Problem statement -
Could you repeat the lines below verbatim but omit the pictures?

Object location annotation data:
———

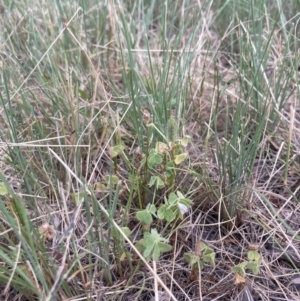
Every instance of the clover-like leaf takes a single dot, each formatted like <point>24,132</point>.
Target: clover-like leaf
<point>161,212</point>
<point>144,216</point>
<point>111,180</point>
<point>159,183</point>
<point>210,258</point>
<point>254,266</point>
<point>192,259</point>
<point>3,189</point>
<point>239,270</point>
<point>161,148</point>
<point>116,150</point>
<point>169,215</point>
<point>180,158</point>
<point>253,255</point>
<point>172,198</point>
<point>154,159</point>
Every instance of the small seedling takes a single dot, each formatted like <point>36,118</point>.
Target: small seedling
<point>145,216</point>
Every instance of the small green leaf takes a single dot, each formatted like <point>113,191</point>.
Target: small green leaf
<point>159,183</point>
<point>126,231</point>
<point>161,212</point>
<point>253,255</point>
<point>144,216</point>
<point>210,258</point>
<point>78,197</point>
<point>172,198</point>
<point>169,215</point>
<point>254,266</point>
<point>116,150</point>
<point>3,189</point>
<point>161,148</point>
<point>152,209</point>
<point>180,158</point>
<point>192,259</point>
<point>185,141</point>
<point>111,180</point>
<point>154,159</point>
<point>239,270</point>
<point>164,247</point>
<point>156,253</point>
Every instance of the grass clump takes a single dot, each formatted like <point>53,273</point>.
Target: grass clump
<point>149,148</point>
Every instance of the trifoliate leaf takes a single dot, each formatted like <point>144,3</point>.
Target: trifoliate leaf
<point>180,158</point>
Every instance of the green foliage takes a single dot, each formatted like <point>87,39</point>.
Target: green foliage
<point>205,255</point>
<point>145,216</point>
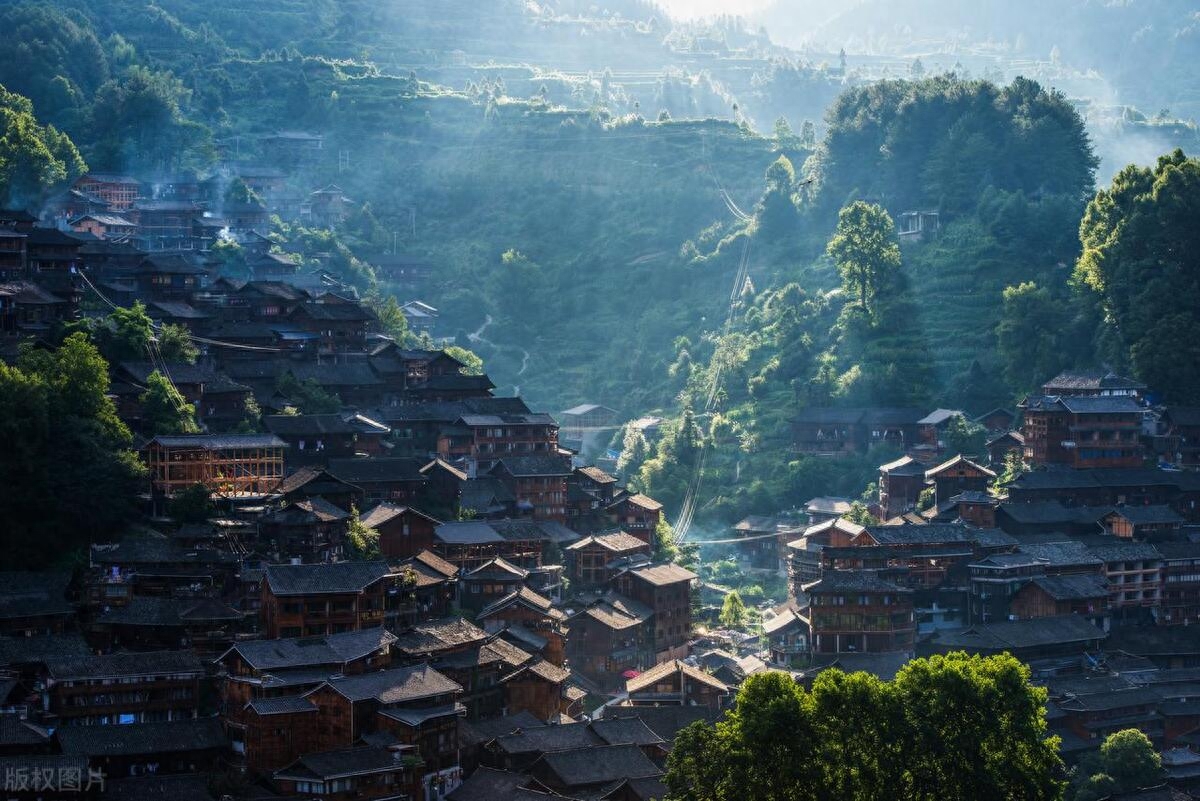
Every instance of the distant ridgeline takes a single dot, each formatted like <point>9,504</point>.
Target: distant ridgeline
<point>617,248</point>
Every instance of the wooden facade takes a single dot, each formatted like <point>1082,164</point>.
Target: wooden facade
<point>233,465</point>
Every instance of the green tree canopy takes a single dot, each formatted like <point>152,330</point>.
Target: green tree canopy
<point>1029,336</point>
<point>472,365</point>
<point>361,541</point>
<point>175,344</point>
<point>864,247</point>
<point>1141,262</point>
<point>165,410</point>
<point>948,728</point>
<point>191,505</point>
<point>71,477</point>
<point>34,158</point>
<point>733,610</point>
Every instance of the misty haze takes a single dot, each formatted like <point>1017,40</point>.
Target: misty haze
<point>599,401</point>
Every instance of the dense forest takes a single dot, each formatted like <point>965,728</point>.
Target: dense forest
<point>664,239</point>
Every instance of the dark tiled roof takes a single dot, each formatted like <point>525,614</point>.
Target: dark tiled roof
<point>221,441</point>
<point>147,663</point>
<point>664,669</point>
<point>666,721</point>
<point>159,788</point>
<point>315,481</point>
<point>616,542</point>
<point>957,462</point>
<point>370,470</point>
<point>381,513</point>
<point>1024,633</point>
<point>1061,553</point>
<point>310,425</point>
<point>18,733</point>
<point>616,730</point>
<point>937,534</point>
<point>148,610</point>
<point>311,510</point>
<point>1113,549</point>
<point>535,465</point>
<point>335,764</point>
<point>1073,588</point>
<point>905,465</point>
<point>34,594</point>
<point>319,579</point>
<point>282,705</point>
<point>436,562</point>
<point>663,574</point>
<point>439,636</point>
<point>1091,379</point>
<point>522,596</point>
<point>307,651</point>
<point>597,765</point>
<point>474,733</point>
<point>29,650</point>
<point>489,784</point>
<point>395,686</point>
<point>1147,515</point>
<point>547,739</point>
<point>498,568</point>
<point>853,582</point>
<point>467,533</point>
<point>136,739</point>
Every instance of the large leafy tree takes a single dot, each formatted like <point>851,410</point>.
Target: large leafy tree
<point>70,476</point>
<point>949,728</point>
<point>34,158</point>
<point>1029,336</point>
<point>864,247</point>
<point>1141,263</point>
<point>165,410</point>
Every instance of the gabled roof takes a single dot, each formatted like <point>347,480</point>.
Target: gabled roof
<point>315,481</point>
<point>642,501</point>
<point>535,465</point>
<point>1147,515</point>
<point>597,475</point>
<point>39,594</point>
<point>467,533</point>
<point>394,686</point>
<point>905,465</point>
<point>663,574</point>
<point>660,672</point>
<point>525,597</point>
<point>148,663</point>
<point>1024,633</point>
<point>324,579</point>
<point>437,636</point>
<point>316,425</point>
<point>436,562</point>
<point>330,765</point>
<point>843,580</point>
<point>547,739</point>
<point>939,416</point>
<point>616,542</point>
<point>309,651</point>
<point>1073,588</point>
<point>1091,379</point>
<point>498,568</point>
<point>616,612</point>
<point>957,462</point>
<point>384,512</point>
<point>1060,554</point>
<point>312,510</point>
<point>388,469</point>
<point>136,739</point>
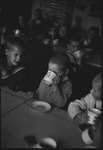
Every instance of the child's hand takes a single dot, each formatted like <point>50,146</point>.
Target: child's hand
<point>56,81</point>
<point>82,117</point>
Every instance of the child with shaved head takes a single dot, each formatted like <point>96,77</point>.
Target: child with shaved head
<point>78,109</point>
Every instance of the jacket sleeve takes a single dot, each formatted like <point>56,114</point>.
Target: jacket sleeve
<point>61,95</point>
<point>78,106</point>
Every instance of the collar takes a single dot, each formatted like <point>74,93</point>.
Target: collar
<point>65,78</point>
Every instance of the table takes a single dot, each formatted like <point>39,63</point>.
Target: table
<point>10,100</point>
<point>24,121</point>
<point>94,59</point>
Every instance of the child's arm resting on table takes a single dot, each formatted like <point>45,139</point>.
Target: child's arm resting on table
<point>78,108</point>
<point>61,95</point>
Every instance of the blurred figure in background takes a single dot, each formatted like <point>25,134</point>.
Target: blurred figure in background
<point>92,40</point>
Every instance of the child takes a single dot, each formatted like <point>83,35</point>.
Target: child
<point>12,72</point>
<point>95,134</point>
<point>78,109</point>
<point>74,50</point>
<point>60,90</point>
<point>92,40</point>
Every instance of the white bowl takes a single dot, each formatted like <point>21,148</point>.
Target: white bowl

———

Result of this task -
Every instance of the clover-like leaf takes a single dot, each formatted like <point>24,132</point>.
Target: clover-like leaf
<point>161,212</point>
<point>144,216</point>
<point>111,180</point>
<point>159,183</point>
<point>210,258</point>
<point>254,266</point>
<point>192,259</point>
<point>3,189</point>
<point>239,270</point>
<point>161,148</point>
<point>116,150</point>
<point>169,215</point>
<point>180,158</point>
<point>253,255</point>
<point>172,198</point>
<point>154,159</point>
Every instance of the small seedling takes a single dot, each formatted like <point>36,118</point>.
Target: small seedling
<point>145,216</point>
Every instance of the small green leaf takes a single dot, each formatted like <point>113,191</point>.
Target: small green leaf
<point>159,183</point>
<point>126,231</point>
<point>161,212</point>
<point>253,255</point>
<point>144,216</point>
<point>210,258</point>
<point>78,197</point>
<point>172,198</point>
<point>169,215</point>
<point>254,266</point>
<point>116,150</point>
<point>3,189</point>
<point>161,148</point>
<point>152,209</point>
<point>180,158</point>
<point>192,259</point>
<point>185,141</point>
<point>111,180</point>
<point>154,159</point>
<point>239,270</point>
<point>164,247</point>
<point>156,253</point>
Every instance of the grass clump takes a single dot, each formatted like <point>53,273</point>.
Target: grass clump
<point>149,148</point>
Every instance of the trifoliate leaf takes a single dot, each formatted like <point>144,3</point>.
Target: trifoliate leaf
<point>180,158</point>
Every instance of the green foliage takes a single dot, each formatted like <point>87,39</point>.
Target: green foliage
<point>205,255</point>
<point>145,216</point>
Every instance of the distant ridgeline takes a single dot, each formatted like <point>9,504</point>.
Target: distant ridgeline
<point>617,248</point>
Every instance of the wooden facade takes a single dot, each formatted like <point>1082,164</point>.
Target: wooden facade
<point>233,465</point>
Every instance of the green tree canopy takes a single dot, each formatted like <point>152,330</point>.
Target: green tree canopy
<point>1029,336</point>
<point>472,365</point>
<point>361,541</point>
<point>175,344</point>
<point>864,247</point>
<point>1141,262</point>
<point>165,410</point>
<point>948,728</point>
<point>191,505</point>
<point>71,477</point>
<point>34,158</point>
<point>733,610</point>
Every instance of the misty haze takes a single dot, each formatted like <point>1017,40</point>.
Target: misty haze
<point>599,401</point>
Every instance of the dense forest takes a single dot, each formatted like <point>965,728</point>.
Target: dense forest
<point>664,239</point>
Every instance of the dark tiled roof takes a single dot, each formatted like <point>525,614</point>.
Target: dark tiled roof
<point>221,441</point>
<point>147,663</point>
<point>664,669</point>
<point>666,721</point>
<point>159,788</point>
<point>315,481</point>
<point>616,542</point>
<point>957,462</point>
<point>370,470</point>
<point>381,513</point>
<point>1024,633</point>
<point>1061,553</point>
<point>310,425</point>
<point>18,733</point>
<point>616,730</point>
<point>937,534</point>
<point>148,610</point>
<point>311,510</point>
<point>1113,549</point>
<point>535,465</point>
<point>335,764</point>
<point>1073,588</point>
<point>905,465</point>
<point>34,594</point>
<point>319,579</point>
<point>282,705</point>
<point>436,562</point>
<point>663,574</point>
<point>439,636</point>
<point>1091,379</point>
<point>522,596</point>
<point>307,651</point>
<point>597,765</point>
<point>474,733</point>
<point>29,650</point>
<point>489,784</point>
<point>395,686</point>
<point>1147,515</point>
<point>547,739</point>
<point>498,568</point>
<point>853,582</point>
<point>467,533</point>
<point>136,739</point>
Every instance of the large leafy tree takes a single dot, each formatted like <point>851,410</point>.
Target: large leafy tree
<point>70,476</point>
<point>949,728</point>
<point>34,158</point>
<point>1029,336</point>
<point>864,247</point>
<point>1141,263</point>
<point>165,410</point>
Every instance of the gabled roof takes a single dot, each formatted like <point>347,480</point>.
Target: gabled roof
<point>315,481</point>
<point>642,501</point>
<point>535,465</point>
<point>1147,515</point>
<point>597,475</point>
<point>39,594</point>
<point>467,533</point>
<point>394,686</point>
<point>905,465</point>
<point>663,574</point>
<point>660,672</point>
<point>525,597</point>
<point>148,663</point>
<point>1024,633</point>
<point>324,579</point>
<point>437,636</point>
<point>316,425</point>
<point>436,562</point>
<point>330,765</point>
<point>843,580</point>
<point>547,739</point>
<point>939,416</point>
<point>616,542</point>
<point>309,651</point>
<point>1073,588</point>
<point>1091,379</point>
<point>498,568</point>
<point>616,612</point>
<point>957,462</point>
<point>384,512</point>
<point>1060,554</point>
<point>312,510</point>
<point>388,469</point>
<point>136,739</point>
Every instance of the child's hand takes a single dot, each formatted like <point>50,146</point>.
Target: child's hand
<point>56,81</point>
<point>82,117</point>
Every instance of the child with shaved head takes a single dot, each formatted like <point>96,77</point>.
Target: child with shaved head
<point>78,109</point>
Every instance of the jacket sleeve takes a single dot, each formatted like <point>56,114</point>.
Target: jacket sleeve
<point>61,95</point>
<point>78,106</point>
Every instance of the collar takes a single dot, each formatted like <point>74,93</point>.
Target: collar
<point>65,78</point>
Every instance of the table takes a single dot, each formatted like <point>39,63</point>.
Target: table
<point>10,100</point>
<point>24,121</point>
<point>94,59</point>
Every instance of the child's arm resting on table takes a single dot, each formatted like <point>45,139</point>.
Target: child's arm resting on table
<point>78,108</point>
<point>61,95</point>
Every instance of the blurred figure in background takes a single dot, each formatted like <point>25,134</point>.
Target: blurred figure in background
<point>92,40</point>
Every instance of the child takes a single dot, each formatted like <point>83,35</point>.
Target: child
<point>12,72</point>
<point>95,134</point>
<point>78,109</point>
<point>74,50</point>
<point>60,90</point>
<point>92,40</point>
Every instance of the white bowl takes a single dot, each formatted like <point>21,148</point>.
Target: white bowl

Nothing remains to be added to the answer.